**Directive**
Find "form: x=621 y=419." in the material below, then copy that line and every subsequent line to the end, exactly.

**Image location labeling entries**
☆ ☆ ☆

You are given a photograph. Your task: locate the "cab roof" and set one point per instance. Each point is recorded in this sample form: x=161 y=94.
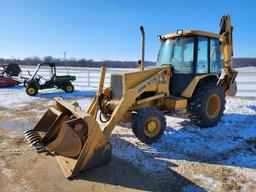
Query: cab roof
x=191 y=32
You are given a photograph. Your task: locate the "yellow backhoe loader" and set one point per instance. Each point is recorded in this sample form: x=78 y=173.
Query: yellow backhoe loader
x=186 y=81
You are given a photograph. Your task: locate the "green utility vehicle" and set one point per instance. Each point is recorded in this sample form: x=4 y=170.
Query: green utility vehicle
x=39 y=82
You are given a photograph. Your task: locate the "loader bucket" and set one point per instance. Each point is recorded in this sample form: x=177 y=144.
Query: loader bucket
x=73 y=136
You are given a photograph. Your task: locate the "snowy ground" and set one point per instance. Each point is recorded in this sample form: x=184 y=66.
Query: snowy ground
x=221 y=158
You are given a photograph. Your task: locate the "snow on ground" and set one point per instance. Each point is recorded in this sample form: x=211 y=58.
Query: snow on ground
x=17 y=97
x=232 y=142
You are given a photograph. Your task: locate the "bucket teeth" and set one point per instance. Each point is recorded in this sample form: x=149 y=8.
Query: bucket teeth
x=35 y=140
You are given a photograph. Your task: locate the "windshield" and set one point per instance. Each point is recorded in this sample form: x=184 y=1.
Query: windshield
x=179 y=52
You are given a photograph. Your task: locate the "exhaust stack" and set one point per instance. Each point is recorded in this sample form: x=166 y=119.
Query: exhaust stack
x=141 y=62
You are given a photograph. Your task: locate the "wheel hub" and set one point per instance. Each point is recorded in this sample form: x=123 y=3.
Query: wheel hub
x=213 y=106
x=152 y=127
x=31 y=91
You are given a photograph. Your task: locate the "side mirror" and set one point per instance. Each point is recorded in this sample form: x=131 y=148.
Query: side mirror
x=29 y=73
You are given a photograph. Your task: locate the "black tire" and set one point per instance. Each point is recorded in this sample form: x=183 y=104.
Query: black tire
x=140 y=123
x=203 y=114
x=68 y=88
x=32 y=90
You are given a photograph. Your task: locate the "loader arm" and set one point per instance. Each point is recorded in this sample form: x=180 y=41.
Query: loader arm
x=128 y=100
x=228 y=82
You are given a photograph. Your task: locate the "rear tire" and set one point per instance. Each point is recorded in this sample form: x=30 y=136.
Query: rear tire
x=68 y=88
x=207 y=105
x=148 y=125
x=31 y=90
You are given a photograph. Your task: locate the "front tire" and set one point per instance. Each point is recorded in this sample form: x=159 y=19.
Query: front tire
x=148 y=125
x=207 y=105
x=31 y=90
x=69 y=88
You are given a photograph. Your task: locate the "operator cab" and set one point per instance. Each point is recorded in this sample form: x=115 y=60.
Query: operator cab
x=190 y=54
x=42 y=75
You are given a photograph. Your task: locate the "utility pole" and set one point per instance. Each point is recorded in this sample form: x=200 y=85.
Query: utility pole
x=64 y=53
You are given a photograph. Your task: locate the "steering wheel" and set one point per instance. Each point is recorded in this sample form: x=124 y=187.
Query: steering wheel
x=175 y=59
x=40 y=77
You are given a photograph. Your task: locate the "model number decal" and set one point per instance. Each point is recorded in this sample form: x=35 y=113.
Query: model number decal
x=147 y=84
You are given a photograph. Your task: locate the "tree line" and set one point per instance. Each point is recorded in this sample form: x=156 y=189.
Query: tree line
x=73 y=62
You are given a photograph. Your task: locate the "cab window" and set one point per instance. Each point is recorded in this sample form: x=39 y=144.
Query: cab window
x=202 y=55
x=215 y=56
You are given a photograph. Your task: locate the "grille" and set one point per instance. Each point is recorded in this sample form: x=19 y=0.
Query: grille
x=116 y=86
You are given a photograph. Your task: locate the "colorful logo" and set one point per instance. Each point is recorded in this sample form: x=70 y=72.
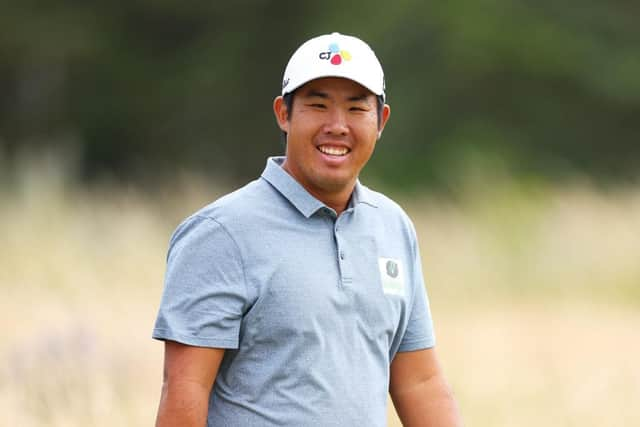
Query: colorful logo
x=335 y=55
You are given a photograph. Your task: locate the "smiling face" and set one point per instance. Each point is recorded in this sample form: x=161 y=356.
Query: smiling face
x=331 y=133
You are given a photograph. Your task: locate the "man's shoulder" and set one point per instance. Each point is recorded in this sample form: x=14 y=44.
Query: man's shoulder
x=388 y=207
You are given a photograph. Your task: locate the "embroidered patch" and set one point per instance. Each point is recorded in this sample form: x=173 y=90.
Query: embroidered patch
x=391 y=276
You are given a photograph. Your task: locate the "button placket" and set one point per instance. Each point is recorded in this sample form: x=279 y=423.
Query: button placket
x=341 y=249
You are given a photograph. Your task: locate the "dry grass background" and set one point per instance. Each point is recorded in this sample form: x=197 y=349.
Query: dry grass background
x=535 y=293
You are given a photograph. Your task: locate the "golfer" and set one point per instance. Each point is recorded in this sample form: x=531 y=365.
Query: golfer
x=298 y=300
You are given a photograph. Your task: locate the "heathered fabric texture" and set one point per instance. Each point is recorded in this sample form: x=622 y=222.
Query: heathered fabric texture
x=311 y=307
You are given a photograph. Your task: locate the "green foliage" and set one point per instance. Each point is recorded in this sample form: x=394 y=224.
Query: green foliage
x=146 y=87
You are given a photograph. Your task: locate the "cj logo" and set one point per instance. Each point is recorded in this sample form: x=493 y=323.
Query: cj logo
x=335 y=55
x=392 y=269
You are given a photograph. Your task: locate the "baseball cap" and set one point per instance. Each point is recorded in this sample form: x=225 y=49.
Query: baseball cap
x=334 y=55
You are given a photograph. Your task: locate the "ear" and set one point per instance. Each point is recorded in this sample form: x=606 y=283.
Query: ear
x=386 y=112
x=282 y=115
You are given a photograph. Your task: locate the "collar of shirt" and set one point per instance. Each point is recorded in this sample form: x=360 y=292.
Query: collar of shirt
x=299 y=197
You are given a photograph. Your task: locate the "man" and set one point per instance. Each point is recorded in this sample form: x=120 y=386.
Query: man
x=298 y=300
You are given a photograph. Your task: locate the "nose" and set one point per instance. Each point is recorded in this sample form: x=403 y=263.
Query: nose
x=336 y=123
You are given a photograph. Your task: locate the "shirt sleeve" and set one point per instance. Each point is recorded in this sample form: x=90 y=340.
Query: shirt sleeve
x=204 y=294
x=419 y=333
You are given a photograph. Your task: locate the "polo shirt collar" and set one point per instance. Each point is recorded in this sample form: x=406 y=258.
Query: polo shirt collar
x=293 y=191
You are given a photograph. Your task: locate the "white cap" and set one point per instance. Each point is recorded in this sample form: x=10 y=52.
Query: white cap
x=334 y=55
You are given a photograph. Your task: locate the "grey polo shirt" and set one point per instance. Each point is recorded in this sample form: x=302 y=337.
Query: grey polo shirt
x=311 y=307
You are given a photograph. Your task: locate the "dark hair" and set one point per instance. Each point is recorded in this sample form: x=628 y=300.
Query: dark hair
x=287 y=100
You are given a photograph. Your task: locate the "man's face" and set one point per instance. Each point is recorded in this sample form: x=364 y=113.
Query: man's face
x=331 y=133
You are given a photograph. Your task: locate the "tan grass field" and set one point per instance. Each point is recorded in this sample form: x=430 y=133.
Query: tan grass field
x=535 y=294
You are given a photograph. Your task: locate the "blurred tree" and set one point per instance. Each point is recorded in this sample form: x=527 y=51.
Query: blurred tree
x=146 y=87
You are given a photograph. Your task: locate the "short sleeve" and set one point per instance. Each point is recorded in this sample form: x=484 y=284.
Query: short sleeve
x=204 y=294
x=419 y=333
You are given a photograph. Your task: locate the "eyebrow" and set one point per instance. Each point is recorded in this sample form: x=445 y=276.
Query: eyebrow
x=317 y=94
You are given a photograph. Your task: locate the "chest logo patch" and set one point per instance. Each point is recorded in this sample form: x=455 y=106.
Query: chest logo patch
x=391 y=276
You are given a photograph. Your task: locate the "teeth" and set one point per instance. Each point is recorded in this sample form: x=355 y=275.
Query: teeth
x=334 y=151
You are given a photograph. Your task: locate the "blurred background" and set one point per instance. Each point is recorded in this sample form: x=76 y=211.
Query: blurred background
x=514 y=144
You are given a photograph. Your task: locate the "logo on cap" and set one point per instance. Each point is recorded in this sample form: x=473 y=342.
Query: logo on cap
x=335 y=55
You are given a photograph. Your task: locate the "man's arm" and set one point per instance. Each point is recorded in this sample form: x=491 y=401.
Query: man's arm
x=189 y=374
x=419 y=391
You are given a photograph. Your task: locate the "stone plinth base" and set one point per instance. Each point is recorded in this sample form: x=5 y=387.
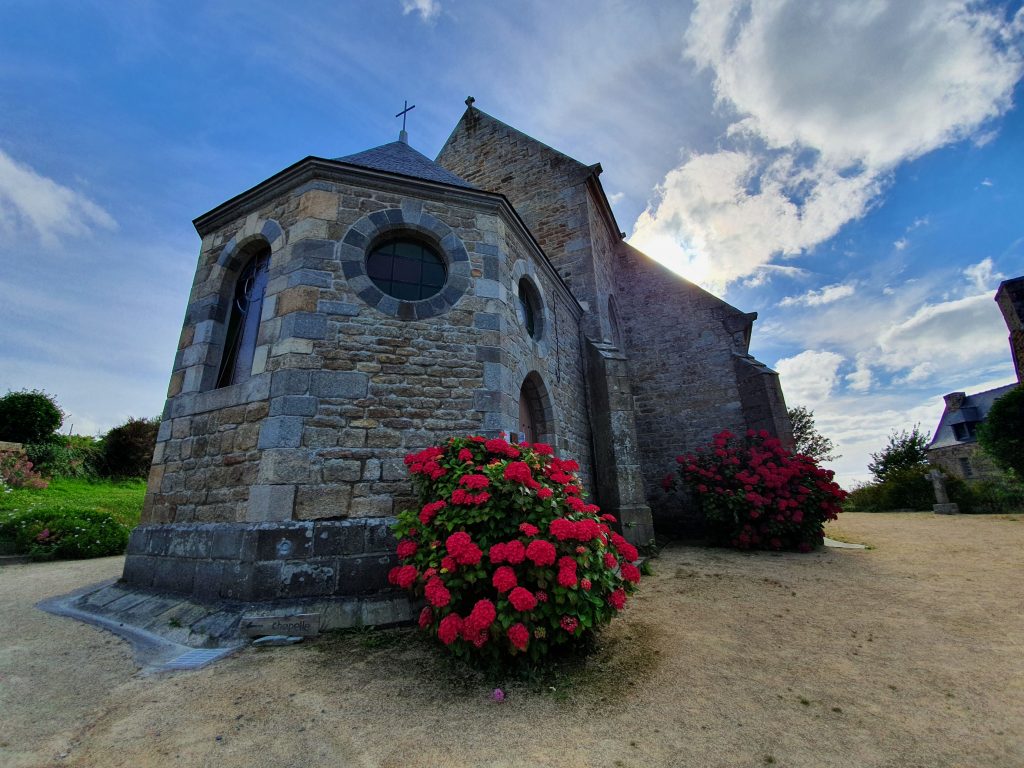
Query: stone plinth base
x=263 y=562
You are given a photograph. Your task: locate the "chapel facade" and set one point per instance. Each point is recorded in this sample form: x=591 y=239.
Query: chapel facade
x=348 y=311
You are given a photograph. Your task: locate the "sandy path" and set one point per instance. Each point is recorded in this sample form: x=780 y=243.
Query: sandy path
x=907 y=654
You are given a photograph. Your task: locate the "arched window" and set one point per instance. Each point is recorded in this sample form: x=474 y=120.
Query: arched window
x=243 y=325
x=616 y=334
x=407 y=269
x=530 y=313
x=534 y=410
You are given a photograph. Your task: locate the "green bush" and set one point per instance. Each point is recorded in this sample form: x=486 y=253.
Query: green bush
x=71 y=456
x=16 y=471
x=513 y=563
x=995 y=496
x=1001 y=435
x=29 y=416
x=58 y=532
x=908 y=487
x=128 y=448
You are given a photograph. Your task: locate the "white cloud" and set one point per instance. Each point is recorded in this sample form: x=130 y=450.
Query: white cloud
x=810 y=377
x=826 y=99
x=826 y=295
x=51 y=210
x=428 y=9
x=949 y=334
x=983 y=275
x=860 y=379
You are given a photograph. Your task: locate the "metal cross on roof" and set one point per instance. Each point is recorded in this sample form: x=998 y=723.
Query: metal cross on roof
x=403 y=113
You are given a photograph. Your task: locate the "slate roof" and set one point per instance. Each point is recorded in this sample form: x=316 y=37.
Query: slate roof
x=398 y=157
x=975 y=409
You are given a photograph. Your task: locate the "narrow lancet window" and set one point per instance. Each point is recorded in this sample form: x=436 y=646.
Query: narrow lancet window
x=243 y=324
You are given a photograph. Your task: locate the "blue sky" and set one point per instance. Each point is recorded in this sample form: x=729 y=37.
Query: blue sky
x=851 y=171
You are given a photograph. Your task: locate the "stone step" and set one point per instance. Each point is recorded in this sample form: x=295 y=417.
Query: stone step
x=13 y=559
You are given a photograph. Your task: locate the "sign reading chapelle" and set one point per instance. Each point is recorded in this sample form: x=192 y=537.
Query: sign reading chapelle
x=348 y=311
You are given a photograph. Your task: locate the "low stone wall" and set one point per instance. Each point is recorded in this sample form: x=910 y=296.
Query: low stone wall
x=255 y=562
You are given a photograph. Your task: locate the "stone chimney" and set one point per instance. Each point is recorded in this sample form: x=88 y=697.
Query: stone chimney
x=954 y=400
x=1010 y=297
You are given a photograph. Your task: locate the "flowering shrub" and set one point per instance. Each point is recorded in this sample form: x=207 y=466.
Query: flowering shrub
x=756 y=495
x=48 y=534
x=512 y=562
x=16 y=471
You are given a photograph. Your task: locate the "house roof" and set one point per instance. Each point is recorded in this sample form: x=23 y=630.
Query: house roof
x=974 y=409
x=398 y=157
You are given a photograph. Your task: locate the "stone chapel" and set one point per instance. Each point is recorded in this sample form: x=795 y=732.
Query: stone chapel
x=350 y=310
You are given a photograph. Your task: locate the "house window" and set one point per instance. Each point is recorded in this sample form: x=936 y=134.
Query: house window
x=243 y=325
x=965 y=430
x=407 y=269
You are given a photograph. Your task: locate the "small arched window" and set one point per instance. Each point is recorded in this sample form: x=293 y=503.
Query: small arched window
x=534 y=422
x=616 y=334
x=529 y=308
x=243 y=325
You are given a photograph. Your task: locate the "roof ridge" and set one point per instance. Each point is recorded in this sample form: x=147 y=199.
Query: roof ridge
x=586 y=166
x=398 y=158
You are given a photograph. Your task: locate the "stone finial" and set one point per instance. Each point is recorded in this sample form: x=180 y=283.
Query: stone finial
x=954 y=400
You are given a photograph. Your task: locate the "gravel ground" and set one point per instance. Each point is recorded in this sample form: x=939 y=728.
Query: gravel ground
x=909 y=653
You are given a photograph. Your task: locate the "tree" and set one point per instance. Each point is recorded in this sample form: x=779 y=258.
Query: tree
x=808 y=439
x=904 y=451
x=128 y=448
x=1003 y=433
x=29 y=416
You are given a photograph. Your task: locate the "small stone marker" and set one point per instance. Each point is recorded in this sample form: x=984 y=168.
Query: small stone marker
x=942 y=504
x=298 y=625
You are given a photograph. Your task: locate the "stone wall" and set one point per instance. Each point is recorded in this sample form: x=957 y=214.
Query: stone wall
x=547 y=188
x=681 y=356
x=345 y=380
x=1010 y=297
x=948 y=459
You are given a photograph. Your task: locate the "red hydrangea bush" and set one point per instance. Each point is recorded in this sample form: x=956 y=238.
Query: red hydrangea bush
x=756 y=495
x=510 y=559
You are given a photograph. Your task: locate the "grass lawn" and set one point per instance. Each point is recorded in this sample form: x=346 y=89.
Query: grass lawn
x=123 y=499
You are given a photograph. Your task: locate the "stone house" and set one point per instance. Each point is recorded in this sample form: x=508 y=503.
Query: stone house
x=348 y=311
x=954 y=446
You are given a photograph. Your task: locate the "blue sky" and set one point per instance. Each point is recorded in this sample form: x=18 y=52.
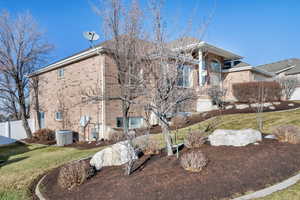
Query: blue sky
x=262 y=31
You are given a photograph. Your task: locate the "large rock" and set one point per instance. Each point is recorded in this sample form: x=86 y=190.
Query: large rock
x=241 y=106
x=234 y=137
x=117 y=154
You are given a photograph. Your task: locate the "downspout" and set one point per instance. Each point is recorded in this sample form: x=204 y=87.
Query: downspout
x=103 y=95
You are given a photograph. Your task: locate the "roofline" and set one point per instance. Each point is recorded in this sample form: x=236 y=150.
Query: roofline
x=77 y=57
x=219 y=51
x=282 y=70
x=250 y=68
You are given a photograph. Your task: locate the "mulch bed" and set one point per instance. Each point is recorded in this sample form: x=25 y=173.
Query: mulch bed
x=206 y=115
x=90 y=145
x=230 y=171
x=37 y=141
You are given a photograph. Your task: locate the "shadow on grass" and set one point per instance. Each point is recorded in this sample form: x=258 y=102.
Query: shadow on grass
x=7 y=162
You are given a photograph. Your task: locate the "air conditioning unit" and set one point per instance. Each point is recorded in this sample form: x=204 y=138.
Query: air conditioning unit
x=63 y=137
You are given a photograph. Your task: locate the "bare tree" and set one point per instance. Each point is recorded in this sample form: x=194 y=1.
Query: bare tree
x=22 y=48
x=123 y=27
x=34 y=84
x=167 y=89
x=288 y=85
x=259 y=102
x=8 y=101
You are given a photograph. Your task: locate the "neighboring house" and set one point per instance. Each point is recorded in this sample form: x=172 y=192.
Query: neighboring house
x=62 y=83
x=285 y=68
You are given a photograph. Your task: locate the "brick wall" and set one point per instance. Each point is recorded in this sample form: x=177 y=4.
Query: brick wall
x=57 y=94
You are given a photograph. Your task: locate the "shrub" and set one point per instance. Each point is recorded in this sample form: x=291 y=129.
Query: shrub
x=74 y=174
x=152 y=147
x=179 y=120
x=288 y=133
x=44 y=134
x=216 y=93
x=193 y=161
x=249 y=92
x=194 y=139
x=116 y=136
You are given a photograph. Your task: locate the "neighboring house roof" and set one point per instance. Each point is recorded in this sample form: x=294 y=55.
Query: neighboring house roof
x=288 y=66
x=239 y=63
x=182 y=42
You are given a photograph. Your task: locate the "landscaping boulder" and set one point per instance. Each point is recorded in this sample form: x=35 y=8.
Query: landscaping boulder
x=272 y=107
x=273 y=137
x=241 y=106
x=115 y=155
x=234 y=137
x=229 y=107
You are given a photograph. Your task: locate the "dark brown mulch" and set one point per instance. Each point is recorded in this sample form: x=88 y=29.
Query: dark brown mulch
x=206 y=115
x=230 y=170
x=90 y=145
x=34 y=140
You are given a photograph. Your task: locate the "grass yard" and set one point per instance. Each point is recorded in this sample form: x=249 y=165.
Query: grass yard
x=27 y=162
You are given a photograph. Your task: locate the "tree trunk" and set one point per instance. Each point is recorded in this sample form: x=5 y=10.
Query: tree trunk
x=125 y=109
x=167 y=137
x=37 y=111
x=36 y=101
x=23 y=110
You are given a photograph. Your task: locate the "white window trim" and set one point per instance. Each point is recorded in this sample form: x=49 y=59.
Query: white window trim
x=190 y=77
x=129 y=123
x=58 y=119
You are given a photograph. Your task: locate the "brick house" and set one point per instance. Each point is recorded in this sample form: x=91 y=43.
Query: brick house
x=61 y=84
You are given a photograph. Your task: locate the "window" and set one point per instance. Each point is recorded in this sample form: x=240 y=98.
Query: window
x=184 y=76
x=215 y=66
x=60 y=72
x=215 y=75
x=58 y=116
x=134 y=122
x=41 y=116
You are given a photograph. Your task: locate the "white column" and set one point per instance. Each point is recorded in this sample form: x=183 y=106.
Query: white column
x=7 y=129
x=201 y=66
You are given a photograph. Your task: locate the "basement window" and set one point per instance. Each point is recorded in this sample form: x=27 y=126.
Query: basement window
x=58 y=116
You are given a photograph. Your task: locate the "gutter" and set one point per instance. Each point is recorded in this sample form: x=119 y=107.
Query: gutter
x=250 y=68
x=72 y=59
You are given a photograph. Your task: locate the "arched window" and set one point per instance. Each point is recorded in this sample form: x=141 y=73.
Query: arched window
x=215 y=72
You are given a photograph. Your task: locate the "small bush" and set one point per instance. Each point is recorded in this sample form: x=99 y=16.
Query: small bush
x=288 y=133
x=193 y=161
x=152 y=147
x=116 y=136
x=249 y=92
x=44 y=134
x=179 y=121
x=74 y=174
x=194 y=139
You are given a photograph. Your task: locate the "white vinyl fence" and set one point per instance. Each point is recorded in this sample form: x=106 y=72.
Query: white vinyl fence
x=15 y=129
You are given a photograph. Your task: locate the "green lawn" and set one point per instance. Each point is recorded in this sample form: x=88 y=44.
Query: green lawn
x=26 y=162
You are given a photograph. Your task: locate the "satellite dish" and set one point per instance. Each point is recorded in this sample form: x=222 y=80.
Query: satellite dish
x=91 y=35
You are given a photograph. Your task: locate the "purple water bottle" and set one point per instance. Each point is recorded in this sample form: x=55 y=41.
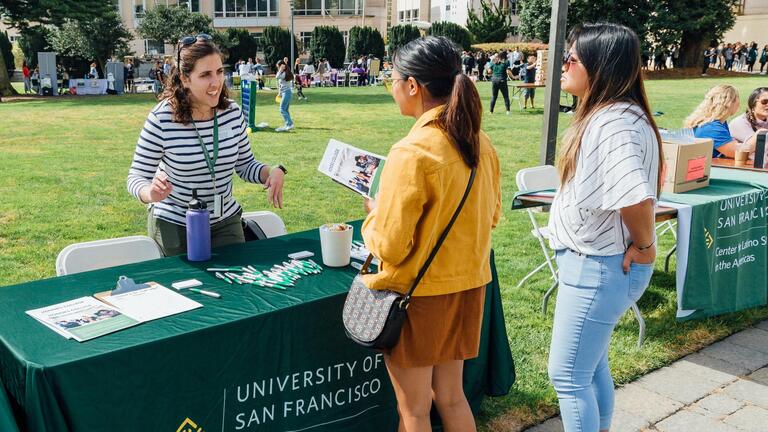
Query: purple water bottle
x=198 y=230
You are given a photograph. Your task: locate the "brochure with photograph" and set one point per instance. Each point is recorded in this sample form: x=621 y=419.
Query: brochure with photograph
x=352 y=167
x=83 y=319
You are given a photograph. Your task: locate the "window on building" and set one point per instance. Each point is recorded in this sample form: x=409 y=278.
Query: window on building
x=139 y=7
x=308 y=7
x=244 y=8
x=305 y=38
x=154 y=47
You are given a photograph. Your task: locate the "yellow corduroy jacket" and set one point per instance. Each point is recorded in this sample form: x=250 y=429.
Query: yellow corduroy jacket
x=423 y=180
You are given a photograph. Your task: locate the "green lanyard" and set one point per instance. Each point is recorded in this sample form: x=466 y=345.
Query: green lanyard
x=210 y=160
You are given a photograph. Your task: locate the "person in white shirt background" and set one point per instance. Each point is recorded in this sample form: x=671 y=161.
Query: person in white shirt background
x=602 y=218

☆ ☆ ☆

**Output of the exercise**
You are given a photograph. Your task: locate the "brochure with photograph" and set one point per instance. Each point is recorded in this sample form: x=621 y=419.
Query: brochure with photograph
x=352 y=167
x=83 y=319
You are given a photograph. Your task: locate the "window on building" and set one point per instance. Each point is recorded in this sample form: x=409 y=278.
Query: window on building
x=139 y=7
x=308 y=7
x=244 y=8
x=305 y=38
x=154 y=47
You are given a photograph. Your task: locate the "yellow corduroy jacket" and set one point per instance. Each point is recorded in this sample form: x=250 y=429.
Query: yellow corduroy jacket
x=423 y=180
You are given a photograph. Your task: locate the "green lanyard" and set one point per instance. Each point is recorded in this sample form: x=466 y=345.
Query: green lanyard
x=210 y=160
You are given a photograph. Your task: locate the "person in white shirt background" and set one point per instance. Each point is recorded in this sample form: x=671 y=161.
Query: person in white shirt background
x=602 y=218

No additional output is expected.